> [What this exercise asks]
1: Reproduce everything in the smoking ordinance op-ed from "Wichita Falls New" down to "it’s Constitutional boundaries.", word for word.
2: Carry on the smoking ordinance op-ed from its final sentence.

*** Supplied passage ***

Wichita Falls New Smoking Ordinance: Just Another Crack in Liberty’s Foundation [OP-ED]
Okay. So now Wichita Falls has banned smoking. Lots of folks are quite happy with this decision. Others are so angry they can hardly contain themselves. I’m not a smoker. The fact that you can no longer smoke in any restaurant, the fact that, in a couple of years, you’ll no longer be able to smoke in a bar, is really of no consequence to me whatsoever. I don’t do bars anymore and most of the restaurants that I frequent did away with smoking on their own years ago. Still, I think the whole notion of banning smoking stinks. Government, at all levels, has a bad habit of ignoring it’s Constitutional boundaries.
Why do I feel that way? Am I all bent out of shape because someone’s rights are being taken away? Yes and no. Yes, I think that if you wish to smoke, you should be able to do so. I do not count smoking as a fundamental right. But every time we invite the government into our lives to correct some perceived social ill, we are slowly chipping away at our liberties. All that this really amounts to is government telling privately owned enterprises that they cannot allow anyone to engage in an otherwise legal behavior on their own privately owned property. “But we’re talking about a restaurant isn’t that a public place?” Yes and no. It is public in the sense that the general public can go there to eat, to drink, etc..,. It is NOT a publicly owned place. Restaurants are privately owned, not government owned and controlled. If a restaurant owner wishes to allow smoking that should be his or her right to do so. Likewise, it’s my right to not patronize their establishment.

*** End of Supplied passage ***
*** Dataset content ***

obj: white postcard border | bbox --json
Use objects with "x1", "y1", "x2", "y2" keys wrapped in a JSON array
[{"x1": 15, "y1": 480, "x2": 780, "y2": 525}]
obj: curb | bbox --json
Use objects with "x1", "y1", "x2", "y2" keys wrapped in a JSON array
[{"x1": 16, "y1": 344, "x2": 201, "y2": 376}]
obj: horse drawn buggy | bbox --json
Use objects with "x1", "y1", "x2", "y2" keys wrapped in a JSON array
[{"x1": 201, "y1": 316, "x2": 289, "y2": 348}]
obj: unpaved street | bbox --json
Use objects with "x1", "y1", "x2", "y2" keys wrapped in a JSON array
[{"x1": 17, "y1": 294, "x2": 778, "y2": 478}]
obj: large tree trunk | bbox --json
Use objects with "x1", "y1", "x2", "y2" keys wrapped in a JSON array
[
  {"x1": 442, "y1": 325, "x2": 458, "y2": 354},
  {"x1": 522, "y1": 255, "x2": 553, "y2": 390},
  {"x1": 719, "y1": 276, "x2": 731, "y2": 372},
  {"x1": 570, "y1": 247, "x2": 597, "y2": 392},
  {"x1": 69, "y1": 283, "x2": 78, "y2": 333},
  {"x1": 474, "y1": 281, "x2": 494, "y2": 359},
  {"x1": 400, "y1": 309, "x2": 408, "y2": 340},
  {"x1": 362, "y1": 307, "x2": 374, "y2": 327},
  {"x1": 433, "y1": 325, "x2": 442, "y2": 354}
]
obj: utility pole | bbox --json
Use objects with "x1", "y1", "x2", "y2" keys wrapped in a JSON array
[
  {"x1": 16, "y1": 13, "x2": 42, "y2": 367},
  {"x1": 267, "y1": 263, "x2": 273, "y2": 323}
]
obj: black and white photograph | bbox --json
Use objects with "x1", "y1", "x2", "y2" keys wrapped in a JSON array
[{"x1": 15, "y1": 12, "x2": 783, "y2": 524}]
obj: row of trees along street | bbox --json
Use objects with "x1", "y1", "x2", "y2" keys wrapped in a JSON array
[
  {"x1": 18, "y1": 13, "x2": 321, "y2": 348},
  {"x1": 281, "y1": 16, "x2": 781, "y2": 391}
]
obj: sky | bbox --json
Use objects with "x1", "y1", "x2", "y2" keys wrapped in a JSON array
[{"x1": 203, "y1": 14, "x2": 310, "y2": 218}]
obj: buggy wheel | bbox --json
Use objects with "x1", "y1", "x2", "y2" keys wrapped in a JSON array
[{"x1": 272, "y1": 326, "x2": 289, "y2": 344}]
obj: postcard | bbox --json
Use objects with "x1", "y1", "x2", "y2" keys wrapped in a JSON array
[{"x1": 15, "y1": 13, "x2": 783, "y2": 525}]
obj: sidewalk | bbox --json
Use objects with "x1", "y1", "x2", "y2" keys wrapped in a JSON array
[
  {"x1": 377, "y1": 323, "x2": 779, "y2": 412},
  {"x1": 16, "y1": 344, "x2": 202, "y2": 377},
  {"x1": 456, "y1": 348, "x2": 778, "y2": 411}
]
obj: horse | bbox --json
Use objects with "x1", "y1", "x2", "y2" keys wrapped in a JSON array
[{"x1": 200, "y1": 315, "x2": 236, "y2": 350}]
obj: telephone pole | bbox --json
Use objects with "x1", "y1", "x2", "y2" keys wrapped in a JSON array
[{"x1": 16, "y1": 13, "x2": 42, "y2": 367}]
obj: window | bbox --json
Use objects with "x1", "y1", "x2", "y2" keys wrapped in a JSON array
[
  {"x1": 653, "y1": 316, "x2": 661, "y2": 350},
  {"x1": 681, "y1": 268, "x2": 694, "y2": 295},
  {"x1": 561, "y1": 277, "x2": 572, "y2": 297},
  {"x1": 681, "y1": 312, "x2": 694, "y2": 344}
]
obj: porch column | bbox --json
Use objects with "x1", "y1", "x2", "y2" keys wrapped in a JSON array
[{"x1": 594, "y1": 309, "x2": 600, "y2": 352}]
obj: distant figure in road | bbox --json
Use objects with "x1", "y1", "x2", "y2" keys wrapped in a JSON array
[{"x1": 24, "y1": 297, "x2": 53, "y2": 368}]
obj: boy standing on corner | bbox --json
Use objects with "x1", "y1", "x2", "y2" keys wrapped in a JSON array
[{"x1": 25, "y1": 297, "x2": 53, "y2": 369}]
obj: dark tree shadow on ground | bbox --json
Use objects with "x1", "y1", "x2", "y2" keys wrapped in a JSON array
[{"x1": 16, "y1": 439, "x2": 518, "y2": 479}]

*** End of Dataset content ***

> [Answer list]
1:
Wichita Falls New Smoking Ordinance: Just Another Crack in Liberty’s Foundation [OP-ED]
Okay. So now Wichita Falls has banned smoking. Lots of folks are quite happy with this decision. Others are so angry they can hardly contain themselves. I’m not a smoker. The fact that you can no longer smoke in any restaurant, the fact that, in a couple of years, you’ll no longer be able to smoke in a bar, is really of no consequence to me whatsoever. I don’t do bars anymore and most of the restaurants that I frequent did away with smoking on their own years ago. Still, I think the whole notion of banning smoking stinks. Government, at all levels, has a bad habit of ignoring it’s Constitutional boundaries.

2:
I’ve also heard the argument that this is for the health and well-being of the employees of these businesses. Sorry, but that dog won’t hunt. You are not required by any law or entity to work in an environment where smoking is permitted. You have the option to seek other employment. I’ll say it again: the true core issue here is not the right to smoke or the right to be free from others smoking, but rather the rights of private business owners to allow an otherwise perfectly legal activity to take place inside their establishments. It’s that simple. Do you have a right to allow someone to smoke on your own property? No one forces you to patronize a business where people are smoking. Again, you have the right and the ability to choose to go elsewhere and most of you have made such a choice long before this ordinance was even a consideration. So just what have you gained? Nothing.
What about the secondhand smoke argument? Yeah, what about that? A 2013 study detailed in the Journal of the National Cancer Institute states that there is no “clear link” between secondhand smoke and lung cancer. And again, you have every right to not put yourself in situations where you must be in contact with secondhand smoke. This new ordinance seems to have been more about caving to political pressure than about public health. Yes, smoking can kill you. It’s dangerous and you shouldn’t do it. But at the end of the day it’s your body and if you wish to poison it, no government entity should have the right to tell you that you cannot do so. Government should not insert itself into private enterprise this way. Now, our already stretched police department will have to help enforce this ordinance, parking lots and other areas (20 feet from any public entrance, at least) will now become dumping grounds for cigarette butts and tempers will flare, at least for a while.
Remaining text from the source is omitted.